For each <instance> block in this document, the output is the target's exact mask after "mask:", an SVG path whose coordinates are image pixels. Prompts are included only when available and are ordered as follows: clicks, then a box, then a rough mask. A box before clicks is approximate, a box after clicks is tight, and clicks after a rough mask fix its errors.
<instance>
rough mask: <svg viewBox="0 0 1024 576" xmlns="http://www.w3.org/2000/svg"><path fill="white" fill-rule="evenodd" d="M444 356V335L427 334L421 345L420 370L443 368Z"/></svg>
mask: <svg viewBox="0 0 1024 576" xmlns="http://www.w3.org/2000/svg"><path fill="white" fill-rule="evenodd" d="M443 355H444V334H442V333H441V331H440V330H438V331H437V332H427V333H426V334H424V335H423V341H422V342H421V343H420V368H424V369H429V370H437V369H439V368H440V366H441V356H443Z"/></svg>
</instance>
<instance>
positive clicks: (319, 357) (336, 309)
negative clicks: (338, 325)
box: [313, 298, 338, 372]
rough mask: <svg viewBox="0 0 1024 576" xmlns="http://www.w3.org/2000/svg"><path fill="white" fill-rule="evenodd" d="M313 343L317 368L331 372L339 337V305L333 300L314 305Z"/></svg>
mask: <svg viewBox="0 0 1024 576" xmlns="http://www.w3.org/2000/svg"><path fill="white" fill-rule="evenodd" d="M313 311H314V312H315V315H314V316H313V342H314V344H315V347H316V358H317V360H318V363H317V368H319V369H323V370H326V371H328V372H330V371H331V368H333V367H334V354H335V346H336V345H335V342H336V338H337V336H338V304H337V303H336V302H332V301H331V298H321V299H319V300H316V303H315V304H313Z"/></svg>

========================

> **Work to be completed**
Return all entries exactly.

> **Written answer**
For each <instance> block in this document, the output is the target's exact mask after "mask:", an SVG path whose coordinates are image pixels. Prompts are included only when available and are ordered as follows: clicks, then a box, then a rough mask. A box before clicks is approximate, a box after clicks is tight, and clicks after a rough mask fix its errors.
<instance>
rough mask: <svg viewBox="0 0 1024 576" xmlns="http://www.w3.org/2000/svg"><path fill="white" fill-rule="evenodd" d="M444 356V335L427 334L421 345L420 370L443 368Z"/></svg>
mask: <svg viewBox="0 0 1024 576" xmlns="http://www.w3.org/2000/svg"><path fill="white" fill-rule="evenodd" d="M443 355H444V334H442V333H441V331H440V330H438V331H437V332H427V333H426V334H424V335H423V341H422V342H421V343H420V368H424V369H429V370H437V369H439V368H440V366H441V356H443Z"/></svg>
</instance>
<instance>
positive clicks: (319, 357) (336, 309)
negative clicks: (338, 325)
box: [313, 298, 338, 372]
rough mask: <svg viewBox="0 0 1024 576" xmlns="http://www.w3.org/2000/svg"><path fill="white" fill-rule="evenodd" d="M313 343L317 368L331 372L339 337V305L333 300L314 305Z"/></svg>
mask: <svg viewBox="0 0 1024 576" xmlns="http://www.w3.org/2000/svg"><path fill="white" fill-rule="evenodd" d="M313 311H314V312H315V315H314V316H313V342H314V344H315V347H316V358H317V360H318V363H317V368H319V369H323V370H326V371H328V372H330V371H331V368H333V367H334V354H335V346H336V345H335V342H336V338H337V336H338V304H337V303H336V302H332V301H331V298H321V299H319V300H316V303H315V304H313Z"/></svg>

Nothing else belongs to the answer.